Reading passage -
[Start]

Edward Wyllis Scripps
Edward Wyllis Scripps
The confidence of Edward Wyllis Scripps (1854-1926) in free enterprise and democracy enabled him to create the first newspaper chain in the United States and to contribute significantly to the new journalism of his era.
Born in Rushville, Ill., on June 18, 1854, E. W. Scripps came from a publishing family. His grandfather had issued the London Literary Gazette, and relatives in America were associated with newspapers. Scripps was raised on the family farm in Winchester, Ohio. At 18 he became an office boy on the Detroit Advertiser and Tribune, managed and owned by his half brother James Scripps. Later he served in business and editorial capacities for James. Borrowing money from relatives, notably his half sister Ellen, who would be his close associate for 40 years, Scripps founded the Cleveland Penny Press in 1877.
Scripps was a philosopher of journalism as well as a businessman. He believed that the psychology of people had to be studied if they were to be satisfied. He reached controversial conclusions over the years, as when he held that "one mature white American is a better prospect [as a newspaper purchaser] than two or three Negroes or comparatively recent immigrants…." On the other hand, he thought that the differences between people were the products of accident and environment. He fought boldly and under stress for the right to print news independently, and he was conspicuous in battles against municipal corruption.
In 1880 Scripps again joined relatives to take on the St. Louis Evening Chronicle and then the paper that became the Cincinnati Post. With the Detroit and Cleveland papers, they constituted the first newspaper chain in the country. Disagreements in policy, particularly Scripps's liberal, prolabor views, caused Scripps to leave the group with only the Cincinnati Post. He began a drive which multiplied his newspaper holdings in the Midwest and South, retaining 51 percent of stock in all papers. In 1889 he and Milton A. McRae founded the Scripps-McRae League of Newspapers. Dissatisfied with telegraphic news from the Associated Press and opposing its monopolistic features, in 1897 Scripps organized the Scripps-McRae Press Association, later the United Press Association. Scripps later developed a feature service, the Newspaper Enterprise Association.

[End]

Data to process -
[Start]

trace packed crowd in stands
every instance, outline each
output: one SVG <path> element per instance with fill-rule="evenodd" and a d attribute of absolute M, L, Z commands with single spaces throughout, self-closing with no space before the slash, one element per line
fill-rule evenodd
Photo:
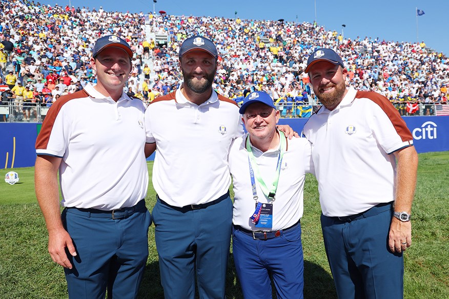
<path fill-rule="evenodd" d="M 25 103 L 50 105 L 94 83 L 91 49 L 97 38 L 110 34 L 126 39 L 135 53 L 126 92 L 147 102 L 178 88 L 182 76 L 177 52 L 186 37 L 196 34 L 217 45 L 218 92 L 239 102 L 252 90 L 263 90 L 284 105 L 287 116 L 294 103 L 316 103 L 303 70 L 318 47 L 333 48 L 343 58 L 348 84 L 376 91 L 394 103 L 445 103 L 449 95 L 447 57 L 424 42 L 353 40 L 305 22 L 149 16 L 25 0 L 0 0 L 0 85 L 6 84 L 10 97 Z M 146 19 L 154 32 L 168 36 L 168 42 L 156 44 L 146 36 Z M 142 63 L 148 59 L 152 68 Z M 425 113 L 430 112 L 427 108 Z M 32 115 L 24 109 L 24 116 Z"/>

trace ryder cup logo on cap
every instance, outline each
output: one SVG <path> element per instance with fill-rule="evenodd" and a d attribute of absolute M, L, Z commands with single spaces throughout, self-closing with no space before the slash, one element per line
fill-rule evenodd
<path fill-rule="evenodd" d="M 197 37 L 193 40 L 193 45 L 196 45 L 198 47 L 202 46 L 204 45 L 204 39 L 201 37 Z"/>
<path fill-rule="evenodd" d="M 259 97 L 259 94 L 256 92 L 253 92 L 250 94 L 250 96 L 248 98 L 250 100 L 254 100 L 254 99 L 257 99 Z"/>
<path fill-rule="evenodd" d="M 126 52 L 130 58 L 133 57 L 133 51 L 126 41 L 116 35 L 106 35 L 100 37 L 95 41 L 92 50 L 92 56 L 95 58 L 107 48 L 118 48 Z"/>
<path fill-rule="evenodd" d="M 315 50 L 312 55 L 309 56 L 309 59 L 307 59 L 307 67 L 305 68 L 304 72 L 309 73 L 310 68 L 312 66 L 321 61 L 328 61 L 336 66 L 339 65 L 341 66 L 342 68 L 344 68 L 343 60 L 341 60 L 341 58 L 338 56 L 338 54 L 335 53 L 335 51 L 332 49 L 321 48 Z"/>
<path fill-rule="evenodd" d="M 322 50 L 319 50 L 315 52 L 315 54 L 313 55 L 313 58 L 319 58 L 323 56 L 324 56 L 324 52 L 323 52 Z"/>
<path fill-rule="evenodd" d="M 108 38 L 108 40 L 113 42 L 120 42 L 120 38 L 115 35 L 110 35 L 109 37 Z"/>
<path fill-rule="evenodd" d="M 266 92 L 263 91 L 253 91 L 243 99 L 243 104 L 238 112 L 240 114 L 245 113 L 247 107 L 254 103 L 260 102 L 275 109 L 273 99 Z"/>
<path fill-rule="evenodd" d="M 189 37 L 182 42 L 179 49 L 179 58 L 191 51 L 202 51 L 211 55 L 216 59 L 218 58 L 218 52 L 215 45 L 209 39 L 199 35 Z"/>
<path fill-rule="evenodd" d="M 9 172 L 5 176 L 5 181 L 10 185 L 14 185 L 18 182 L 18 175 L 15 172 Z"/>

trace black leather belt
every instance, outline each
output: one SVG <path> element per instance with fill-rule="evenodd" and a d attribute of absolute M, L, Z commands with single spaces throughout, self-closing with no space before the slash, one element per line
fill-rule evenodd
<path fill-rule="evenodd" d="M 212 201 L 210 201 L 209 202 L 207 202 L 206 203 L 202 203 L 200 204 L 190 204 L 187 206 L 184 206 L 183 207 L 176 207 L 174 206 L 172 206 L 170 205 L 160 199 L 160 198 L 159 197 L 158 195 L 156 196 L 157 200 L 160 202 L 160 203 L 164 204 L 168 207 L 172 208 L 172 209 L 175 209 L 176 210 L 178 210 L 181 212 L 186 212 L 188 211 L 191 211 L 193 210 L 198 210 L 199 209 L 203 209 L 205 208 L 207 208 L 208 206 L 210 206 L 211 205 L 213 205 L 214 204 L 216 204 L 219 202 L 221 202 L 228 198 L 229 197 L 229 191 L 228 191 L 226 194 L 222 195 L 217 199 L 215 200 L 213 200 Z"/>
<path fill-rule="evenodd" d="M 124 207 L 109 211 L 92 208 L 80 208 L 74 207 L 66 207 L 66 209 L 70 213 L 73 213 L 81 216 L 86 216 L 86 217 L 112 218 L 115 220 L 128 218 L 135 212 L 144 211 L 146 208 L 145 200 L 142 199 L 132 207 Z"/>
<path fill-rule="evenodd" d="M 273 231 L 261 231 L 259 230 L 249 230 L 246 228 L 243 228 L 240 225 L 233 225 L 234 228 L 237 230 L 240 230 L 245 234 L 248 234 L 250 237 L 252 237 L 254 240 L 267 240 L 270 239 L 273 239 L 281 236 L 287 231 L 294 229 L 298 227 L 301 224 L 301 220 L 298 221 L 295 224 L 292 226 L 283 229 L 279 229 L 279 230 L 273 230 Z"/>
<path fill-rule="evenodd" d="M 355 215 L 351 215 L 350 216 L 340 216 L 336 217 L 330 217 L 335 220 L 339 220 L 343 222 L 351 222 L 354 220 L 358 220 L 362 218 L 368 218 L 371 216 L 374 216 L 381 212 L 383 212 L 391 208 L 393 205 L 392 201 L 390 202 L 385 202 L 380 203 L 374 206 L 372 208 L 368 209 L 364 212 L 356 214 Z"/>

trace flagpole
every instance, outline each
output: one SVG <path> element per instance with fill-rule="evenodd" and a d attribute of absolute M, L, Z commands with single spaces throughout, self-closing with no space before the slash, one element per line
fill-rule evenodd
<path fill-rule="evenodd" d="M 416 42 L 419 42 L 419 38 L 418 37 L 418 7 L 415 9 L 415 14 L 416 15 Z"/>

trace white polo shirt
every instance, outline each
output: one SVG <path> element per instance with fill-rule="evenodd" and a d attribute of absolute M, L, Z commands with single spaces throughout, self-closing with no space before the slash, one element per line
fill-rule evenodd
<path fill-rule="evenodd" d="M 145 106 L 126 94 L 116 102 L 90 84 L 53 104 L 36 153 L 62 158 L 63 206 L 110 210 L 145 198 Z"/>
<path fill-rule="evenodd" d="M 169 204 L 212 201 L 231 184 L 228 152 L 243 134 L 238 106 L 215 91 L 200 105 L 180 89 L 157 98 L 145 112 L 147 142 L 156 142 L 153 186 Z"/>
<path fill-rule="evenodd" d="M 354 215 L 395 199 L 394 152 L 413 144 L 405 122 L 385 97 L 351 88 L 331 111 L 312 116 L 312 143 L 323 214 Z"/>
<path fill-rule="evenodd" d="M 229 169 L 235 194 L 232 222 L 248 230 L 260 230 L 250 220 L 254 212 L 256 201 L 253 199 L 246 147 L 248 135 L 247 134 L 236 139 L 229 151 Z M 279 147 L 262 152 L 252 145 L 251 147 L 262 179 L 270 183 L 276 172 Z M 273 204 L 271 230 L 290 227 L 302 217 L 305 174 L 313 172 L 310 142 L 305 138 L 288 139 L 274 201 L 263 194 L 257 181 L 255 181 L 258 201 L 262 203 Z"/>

[End]

Required task 1 - Retype the passage about Edward Wyllis Scripps word for word, from start to finish.
Required task 2 - In the records, echo the lines from the line with "trace white polo shirt" to the line with "145 106 L 126", both included, without changing anything.
The passage about Edward Wyllis Scripps and the records have no connection to each other.

Exercise solution 1 -
Edward Wyllis Scripps
Edward Wyllis Scripps
The confidence of Edward Wyllis Scripps (1854-1926) in free enterprise and democracy enabled him to create the first newspaper chain in the United States and to contribute significantly to the new journalism of his era.
Born in Rushville, Ill., on June 18, 1854, E. W. Scripps came from a publishing family. His grandfather had issued the London Literary Gazette, and relatives in America were associated with newspapers. Scripps was raised on the family farm in Winchester, Ohio. At 18 he became an office boy on the Detroit Advertiser and Tribune, managed and owned by his half brother James Scripps. Later he served in business and editorial capacities for James. Borrowing money from relatives, notably his half sister Ellen, who would be his close associate for 40 years, Scripps founded the Cleveland Penny Press in 1877.
Scripps was a philosopher of journalism as well as a businessman. He believed that the psychology of people had to be studied if they were to be satisfied. He reached controversial conclusions over the years, as when he held that "one mature white American is a better prospect [as a newspaper purchaser] than two or three Negroes or comparatively recent immigrants…." On the other hand, he thought that the differences between people were the products of accident and environment. He fought boldly and under stress for the right to print news independently, and he was conspicuous in battles against municipal corruption.
In 1880 Scripps again joined relatives to take on the St. Louis Evening Chronicle and then the paper that became the Cincinnati Post. With the Detroit and Cleveland papers, they constituted the first newspaper chain in the country. Disagreements in policy, particularly Scripps's liberal, prolabor views, caused Scripps to leave the group with only the Cincinnati Post. He began a drive which multiplied his newspaper holdings in the Midwest and South, retaining 51 percent of stock in all papers. In 1889 he and Milton A. McRae founded the Scripps-McRae League of Newspapers. Dissatisfied with telegraphic news from the Associated Press and opposing its monopolistic features, in 1897 Scripps organized the Scripps-McRae Press Association, later the United Press Association. Scripps later developed a feature service, the Newspaper Enterprise Association.

Exercise solution 2 -
trace white polo shirt
every instance, outline each
output: one SVG <path> element per instance with fill-rule="evenodd" and a d attribute of absolute M, L, Z commands with single spaces throughout, self-closing with no space before the slash, one element per line
fill-rule evenodd
<path fill-rule="evenodd" d="M 145 106 L 126 94 L 116 102 L 90 84 L 53 104 L 36 153 L 62 158 L 63 206 L 110 210 L 145 198 Z"/>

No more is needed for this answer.